What the task asks
Check every line of the material below, and show those that contain "which".

Exercise data

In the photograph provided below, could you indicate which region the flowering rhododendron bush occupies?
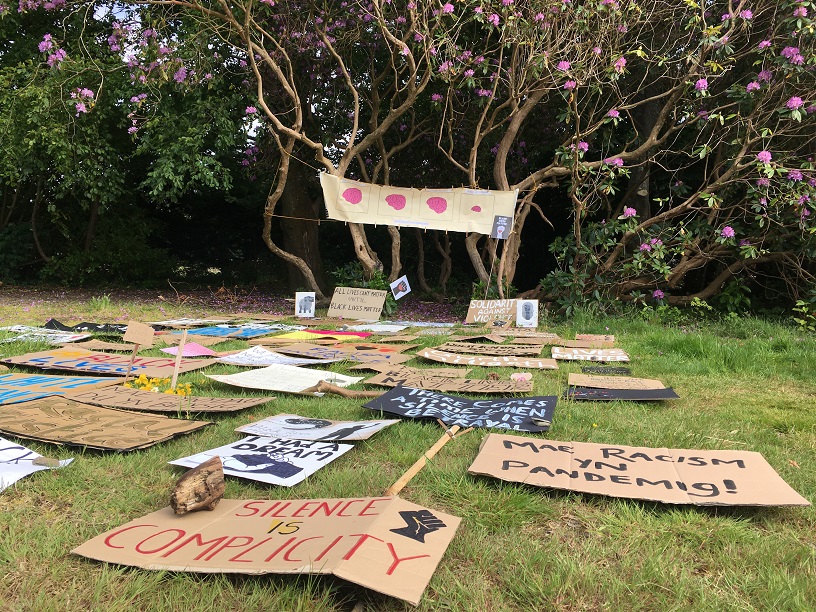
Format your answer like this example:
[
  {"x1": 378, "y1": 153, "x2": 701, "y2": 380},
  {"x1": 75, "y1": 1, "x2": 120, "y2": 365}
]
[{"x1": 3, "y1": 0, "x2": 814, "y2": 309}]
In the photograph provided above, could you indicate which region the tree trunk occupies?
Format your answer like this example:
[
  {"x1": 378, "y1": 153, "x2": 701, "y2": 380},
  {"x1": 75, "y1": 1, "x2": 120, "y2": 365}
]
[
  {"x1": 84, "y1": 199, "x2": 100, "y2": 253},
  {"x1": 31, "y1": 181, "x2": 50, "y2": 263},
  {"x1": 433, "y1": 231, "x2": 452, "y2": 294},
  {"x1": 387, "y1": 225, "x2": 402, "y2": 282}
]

==

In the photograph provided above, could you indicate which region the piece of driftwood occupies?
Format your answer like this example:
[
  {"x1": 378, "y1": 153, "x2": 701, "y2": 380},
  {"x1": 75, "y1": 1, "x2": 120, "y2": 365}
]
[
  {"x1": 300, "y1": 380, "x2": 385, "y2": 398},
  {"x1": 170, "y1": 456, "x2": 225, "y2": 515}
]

Solved problem
In the photograph provided below, could you indicate which region the flowering rhododendron bush occupies?
In the photograph provided above, could you indicate which region the tree trunk occupies?
In the photograph provided above, could you indicate which region the piece of driftwood occupies?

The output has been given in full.